What you should do:
In the data below, give the number of lines that contain the word "white". Nothing else is needed.

Stored data entries:
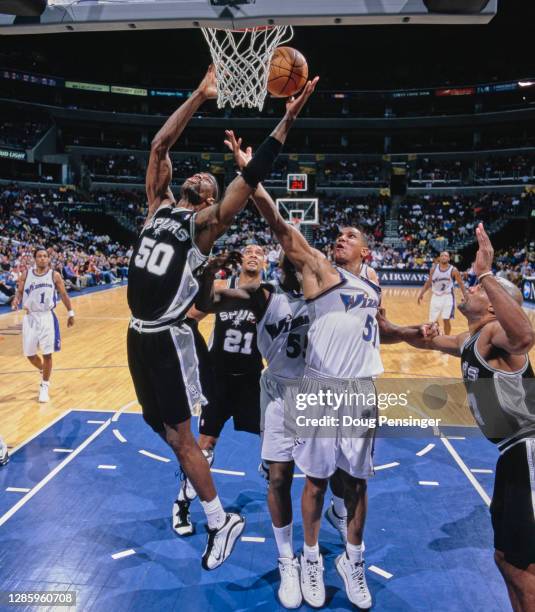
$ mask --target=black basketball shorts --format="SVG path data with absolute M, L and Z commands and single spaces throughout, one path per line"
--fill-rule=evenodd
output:
M 164 423 L 178 425 L 193 407 L 206 401 L 199 379 L 194 334 L 182 323 L 161 331 L 127 335 L 128 366 L 143 418 L 157 433 Z
M 494 548 L 520 569 L 535 563 L 535 439 L 498 459 L 490 512 Z
M 260 434 L 260 371 L 229 374 L 213 370 L 213 388 L 202 407 L 199 432 L 218 438 L 231 417 L 236 431 Z

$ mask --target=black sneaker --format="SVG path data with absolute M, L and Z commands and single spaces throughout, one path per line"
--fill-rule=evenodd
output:
M 222 527 L 206 529 L 208 541 L 201 562 L 205 570 L 216 569 L 228 559 L 244 527 L 245 518 L 235 512 L 229 512 Z
M 9 462 L 9 453 L 7 452 L 7 444 L 0 438 L 0 467 Z
M 173 530 L 179 536 L 190 536 L 195 533 L 189 513 L 189 501 L 175 500 L 173 504 Z

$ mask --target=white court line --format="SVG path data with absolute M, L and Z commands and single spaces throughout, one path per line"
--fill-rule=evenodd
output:
M 168 459 L 167 457 L 161 457 L 160 455 L 155 455 L 154 453 L 149 453 L 149 451 L 146 450 L 140 450 L 138 451 L 138 453 L 141 453 L 142 455 L 145 455 L 145 457 L 150 457 L 151 459 L 156 459 L 156 461 L 163 461 L 163 463 L 170 463 L 171 459 Z
M 125 404 L 122 408 L 119 408 L 119 410 L 117 410 L 117 412 L 111 417 L 111 420 L 116 423 L 119 420 L 121 414 L 123 414 L 125 410 L 128 410 L 128 408 L 134 406 L 135 404 L 137 404 L 137 400 L 128 402 L 128 404 Z
M 128 404 L 127 404 L 128 405 Z M 120 409 L 119 409 L 120 410 Z M 71 412 L 70 410 L 67 410 L 65 412 L 65 414 L 63 416 L 65 416 L 66 414 L 68 414 L 69 412 Z M 60 417 L 60 418 L 63 418 Z M 58 421 L 58 419 L 56 419 L 56 421 Z M 50 427 L 50 425 L 53 425 L 56 421 L 54 421 L 53 423 L 50 423 L 47 427 L 45 427 L 42 431 L 45 431 L 46 429 L 48 429 L 48 427 Z M 30 501 L 30 499 L 36 494 L 38 493 L 48 482 L 50 482 L 52 480 L 52 478 L 54 478 L 54 476 L 56 476 L 56 474 L 59 474 L 59 472 L 61 472 L 61 470 L 68 465 L 77 455 L 79 455 L 84 448 L 86 448 L 87 446 L 89 446 L 91 444 L 91 442 L 93 442 L 93 440 L 95 438 L 97 438 L 98 436 L 100 436 L 100 434 L 108 427 L 108 425 L 111 423 L 111 419 L 108 419 L 107 421 L 105 421 L 98 429 L 96 429 L 88 438 L 86 438 L 82 444 L 80 444 L 80 446 L 78 446 L 78 448 L 76 448 L 72 453 L 69 453 L 69 455 L 67 455 L 67 457 L 65 457 L 65 459 L 61 462 L 58 463 L 58 465 L 56 465 L 56 467 L 49 472 L 42 480 L 40 480 L 34 487 L 33 489 L 31 489 L 30 491 L 28 491 L 28 493 L 26 493 L 26 495 L 24 497 L 22 497 L 13 507 L 11 507 L 7 512 L 5 512 L 2 516 L 0 516 L 0 527 L 6 523 L 16 512 L 18 512 L 22 506 L 24 506 L 28 501 Z M 34 434 L 31 438 L 29 438 L 27 440 L 27 442 L 33 438 L 35 438 L 37 434 Z M 23 444 L 26 444 L 26 442 L 24 442 Z M 19 445 L 15 450 L 18 450 L 19 448 L 21 448 L 21 446 L 23 446 L 23 444 Z
M 89 423 L 89 425 L 102 425 L 102 423 L 105 423 L 106 421 L 86 421 L 86 423 Z
M 210 468 L 210 472 L 214 472 L 214 474 L 227 474 L 227 476 L 245 476 L 245 472 L 234 472 L 233 470 L 220 470 L 219 468 Z
M 102 465 L 98 466 L 98 469 L 99 470 L 115 470 L 115 469 L 117 469 L 117 466 L 116 465 L 104 465 L 104 464 L 102 464 Z
M 27 489 L 26 487 L 7 487 L 6 491 L 8 493 L 28 493 L 31 489 Z
M 387 470 L 388 468 L 397 467 L 398 465 L 398 461 L 393 461 L 392 463 L 385 463 L 384 465 L 375 465 L 373 469 L 377 472 L 377 470 Z
M 434 444 L 428 444 L 427 446 L 424 446 L 422 450 L 419 450 L 416 454 L 418 455 L 418 457 L 423 457 L 424 455 L 427 455 L 427 453 L 430 450 L 433 450 L 434 448 L 435 448 Z
M 131 555 L 135 555 L 136 551 L 133 548 L 129 548 L 128 550 L 121 550 L 121 552 L 114 553 L 111 558 L 112 559 L 122 559 L 123 557 L 130 557 Z
M 306 474 L 294 474 L 294 478 L 306 478 Z
M 255 536 L 243 536 L 241 538 L 242 542 L 265 542 L 266 538 L 257 538 Z
M 494 474 L 493 470 L 487 470 L 484 468 L 470 468 L 472 474 Z
M 31 442 L 32 440 L 34 440 L 35 438 L 37 438 L 37 436 L 40 436 L 43 432 L 45 432 L 49 427 L 52 427 L 52 425 L 55 425 L 58 421 L 61 421 L 61 419 L 63 417 L 66 417 L 69 412 L 72 412 L 72 410 L 65 410 L 65 412 L 62 412 L 56 419 L 54 419 L 53 421 L 51 421 L 48 425 L 45 425 L 44 427 L 41 427 L 41 429 L 39 431 L 36 431 L 33 435 L 31 435 L 29 438 L 27 438 L 26 440 L 24 440 L 24 442 L 21 442 L 18 446 L 15 446 L 15 448 L 13 450 L 9 451 L 10 455 L 14 455 L 18 450 L 20 450 L 25 444 L 28 444 L 28 442 Z
M 117 440 L 119 440 L 119 442 L 126 442 L 126 438 L 118 429 L 113 430 L 113 435 L 117 438 Z
M 378 574 L 379 576 L 382 576 L 383 578 L 386 578 L 387 580 L 390 580 L 390 578 L 392 578 L 392 576 L 394 575 L 394 574 L 391 574 L 390 572 L 387 572 L 384 569 L 381 569 L 380 567 L 377 567 L 377 565 L 370 565 L 368 569 L 370 570 L 370 572 L 373 572 L 374 574 Z
M 110 422 L 111 421 L 108 420 L 103 425 L 101 425 L 98 429 L 96 429 L 88 438 L 86 438 L 82 442 L 82 444 L 80 444 L 80 446 L 76 450 L 74 450 L 67 457 L 65 457 L 65 459 L 61 463 L 56 465 L 56 467 L 51 472 L 49 472 L 41 481 L 39 481 L 31 491 L 26 493 L 26 495 L 23 498 L 21 498 L 12 508 L 10 508 L 6 513 L 0 516 L 0 527 L 6 521 L 8 521 L 15 514 L 15 512 L 20 510 L 26 502 L 30 501 L 30 499 L 38 491 L 40 491 L 48 482 L 50 482 L 52 478 L 56 476 L 56 474 L 61 472 L 61 470 L 66 465 L 68 465 L 76 456 L 78 456 L 84 450 L 84 448 L 86 448 L 86 446 L 89 446 L 89 444 L 91 444 L 91 442 L 93 442 L 95 438 L 100 436 L 100 434 L 106 429 L 106 427 L 108 427 Z
M 424 487 L 438 487 L 438 482 L 436 480 L 419 480 L 418 484 Z
M 53 448 L 54 453 L 72 453 L 72 448 Z
M 466 463 L 459 457 L 459 453 L 453 448 L 451 442 L 449 440 L 446 440 L 446 438 L 444 437 L 441 437 L 440 439 L 442 440 L 442 444 L 444 444 L 444 446 L 449 450 L 450 455 L 455 459 L 457 465 L 461 468 L 465 476 L 472 483 L 474 489 L 479 493 L 481 499 L 487 504 L 487 506 L 490 506 L 490 497 L 487 495 L 483 487 L 479 484 L 476 477 L 468 469 Z
M 446 436 L 448 440 L 466 440 L 464 436 Z

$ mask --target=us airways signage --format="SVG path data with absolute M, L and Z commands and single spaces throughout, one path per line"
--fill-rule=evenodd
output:
M 429 276 L 429 270 L 376 270 L 381 285 L 423 285 Z
M 524 277 L 522 281 L 522 295 L 526 302 L 535 303 L 535 276 Z

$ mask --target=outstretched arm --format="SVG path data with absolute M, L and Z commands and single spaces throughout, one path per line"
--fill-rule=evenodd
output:
M 383 308 L 377 313 L 381 344 L 397 344 L 406 342 L 419 349 L 440 351 L 448 355 L 460 355 L 460 347 L 467 333 L 458 336 L 440 336 L 436 323 L 401 326 L 388 321 Z
M 259 147 L 256 155 L 228 186 L 223 200 L 199 211 L 195 217 L 195 242 L 203 253 L 209 253 L 214 242 L 223 235 L 234 217 L 245 208 L 247 199 L 271 172 L 280 146 L 286 142 L 288 132 L 306 101 L 316 88 L 319 78 L 309 81 L 301 95 L 286 107 L 286 113 L 269 138 Z
M 535 344 L 535 332 L 522 309 L 522 294 L 517 294 L 518 301 L 516 301 L 492 276 L 494 249 L 482 223 L 476 228 L 476 237 L 479 249 L 474 262 L 474 273 L 485 290 L 498 320 L 498 324 L 488 326 L 488 336 L 481 334 L 478 349 L 483 351 L 484 358 L 487 357 L 487 352 L 490 352 L 488 345 L 512 355 L 525 355 Z
M 174 202 L 170 189 L 173 176 L 173 165 L 169 157 L 169 150 L 179 139 L 184 128 L 203 102 L 217 95 L 215 82 L 215 68 L 210 66 L 199 87 L 163 124 L 160 131 L 153 138 L 150 147 L 149 163 L 145 187 L 149 204 L 148 217 L 150 218 L 158 207 L 166 200 Z
M 19 280 L 17 281 L 17 290 L 15 291 L 15 297 L 11 302 L 11 308 L 13 310 L 18 310 L 20 303 L 22 302 L 22 293 L 24 291 L 24 283 L 26 282 L 26 276 L 28 271 L 24 272 L 20 275 Z

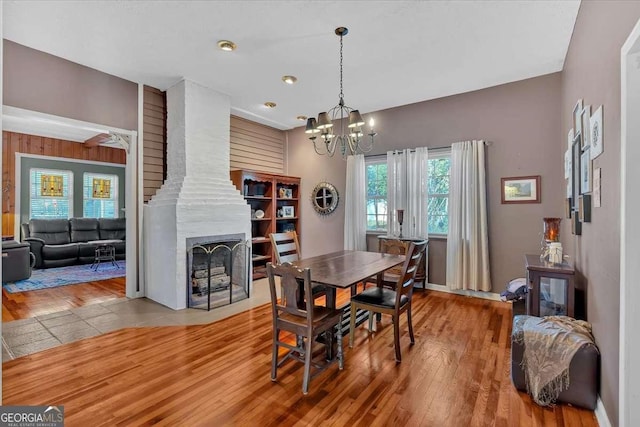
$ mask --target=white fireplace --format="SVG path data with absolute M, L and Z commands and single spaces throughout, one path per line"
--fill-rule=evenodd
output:
M 187 306 L 187 239 L 251 238 L 250 206 L 229 178 L 230 114 L 227 95 L 197 83 L 167 90 L 167 179 L 144 207 L 144 259 L 147 297 L 176 310 Z

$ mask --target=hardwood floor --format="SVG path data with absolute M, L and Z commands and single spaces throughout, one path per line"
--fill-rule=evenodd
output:
M 302 364 L 270 381 L 264 305 L 203 326 L 131 328 L 3 364 L 3 404 L 65 405 L 67 426 L 596 426 L 593 412 L 543 409 L 509 378 L 510 306 L 438 292 L 414 295 L 416 344 L 402 320 L 345 337 L 345 368 L 301 391 Z
M 2 321 L 27 319 L 125 296 L 125 277 L 9 293 L 2 289 Z

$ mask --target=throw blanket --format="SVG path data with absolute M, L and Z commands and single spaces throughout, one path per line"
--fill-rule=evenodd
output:
M 567 316 L 522 316 L 522 334 L 516 335 L 524 345 L 522 369 L 527 391 L 533 400 L 549 406 L 569 388 L 569 365 L 584 345 L 594 344 L 591 324 Z

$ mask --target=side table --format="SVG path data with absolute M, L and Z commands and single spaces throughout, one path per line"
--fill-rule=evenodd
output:
M 116 247 L 112 244 L 102 244 L 96 246 L 96 255 L 93 260 L 93 264 L 91 264 L 91 268 L 95 271 L 98 271 L 98 267 L 100 266 L 100 262 L 102 261 L 110 261 L 111 265 L 120 268 L 118 263 L 116 262 Z
M 575 270 L 567 262 L 540 261 L 540 255 L 525 255 L 527 268 L 527 314 L 574 317 Z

Your response:
2